How to complete this task: Every line of the material below is to be printed again exactly.

--- START ---

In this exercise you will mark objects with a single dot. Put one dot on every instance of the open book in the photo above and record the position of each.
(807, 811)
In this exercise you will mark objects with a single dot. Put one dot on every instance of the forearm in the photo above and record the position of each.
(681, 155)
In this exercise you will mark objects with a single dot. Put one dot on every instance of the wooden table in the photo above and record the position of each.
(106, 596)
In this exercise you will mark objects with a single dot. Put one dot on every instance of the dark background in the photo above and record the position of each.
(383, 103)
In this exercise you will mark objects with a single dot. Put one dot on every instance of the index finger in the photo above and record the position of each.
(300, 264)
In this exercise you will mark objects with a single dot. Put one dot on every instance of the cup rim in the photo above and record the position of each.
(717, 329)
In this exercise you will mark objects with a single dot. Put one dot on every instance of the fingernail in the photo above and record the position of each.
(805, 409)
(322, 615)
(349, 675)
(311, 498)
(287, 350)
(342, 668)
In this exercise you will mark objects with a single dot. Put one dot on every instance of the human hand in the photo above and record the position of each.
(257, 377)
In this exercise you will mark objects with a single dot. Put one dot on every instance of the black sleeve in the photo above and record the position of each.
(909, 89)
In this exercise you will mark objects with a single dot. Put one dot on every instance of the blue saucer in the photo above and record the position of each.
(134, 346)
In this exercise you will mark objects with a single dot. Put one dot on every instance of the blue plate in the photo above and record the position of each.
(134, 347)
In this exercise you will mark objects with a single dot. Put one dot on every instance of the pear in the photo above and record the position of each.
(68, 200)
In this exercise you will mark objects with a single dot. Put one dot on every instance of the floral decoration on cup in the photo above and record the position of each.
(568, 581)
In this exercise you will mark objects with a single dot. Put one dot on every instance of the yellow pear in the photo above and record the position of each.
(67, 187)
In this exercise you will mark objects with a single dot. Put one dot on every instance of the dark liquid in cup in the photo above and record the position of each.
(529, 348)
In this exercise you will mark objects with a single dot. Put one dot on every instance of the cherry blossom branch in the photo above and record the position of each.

--- END ---

Result for this task:
In this exercise you will mark objects with a single dot. Put one dot on every instance of the open book in the photo above and record the position of each.
(807, 811)
In this exercise you will mark objects with a single dot. Put one dot on every instance of the forearm in the photo above and record the position of each.
(681, 155)
In this exercise you will mark objects with a single dot. Put one dot on every instance of the wooden table in the photo above and record the position of each.
(106, 596)
In this exercise you will mark objects with a single dot. Put one dot on every instance of the dark background in the photo above and record the position of each.
(383, 103)
In this exercise you will mark objects with a single dot. Put one dot on every instance of the index finger in the photo above and record the position of each.
(300, 264)
In this exercise you will mark objects with a single dot. Put one dot on every instance of the cup rim in the photo above and record the position of each.
(717, 329)
In this exercise you will mark objects with a single dot. Put one dot on every instance of the fingernail in the photo above and record the position of each.
(805, 409)
(322, 615)
(349, 675)
(311, 498)
(287, 350)
(342, 668)
In this exercise you will mark objects with a single dot. Put one dot on every instance of the human hand in the photo above and record the position of each.
(257, 377)
In this exercise you will mark objects with a single dot. Put one dot on every instance of the black sleeve in the photo above and record the position of each.
(909, 89)
In this exercise you will mark objects with a single dot. Put one dot on every instance of the blue saucer in the photo above and record the position of each.
(134, 346)
In this exercise you will mark objects with a single dot. Put one dot on every instance of the blue plate in the photo above and record the position of each.
(134, 347)
In this exercise you will mark objects with a single dot. Put one dot on every instance of the pear in the photo above and record the position of each.
(68, 200)
In this exercise you will mark objects with a single dot. Put one dot on every instance of the floral decoration on cup in the photo above and record the position of each.
(568, 581)
In this exercise you will mark objects with a single dot. Put one dot on every instance of the yellow pear in the photo above and record the position of each.
(67, 187)
In this exercise you will mark objects with a single dot. Put one dot on every instance of the dark liquid in cup in the photo above and record the position of each.
(529, 348)
In this exercise you will mark objects with a single dot. Put one dot on every instance of the cherry blossom branch in the photo above and record the position of each.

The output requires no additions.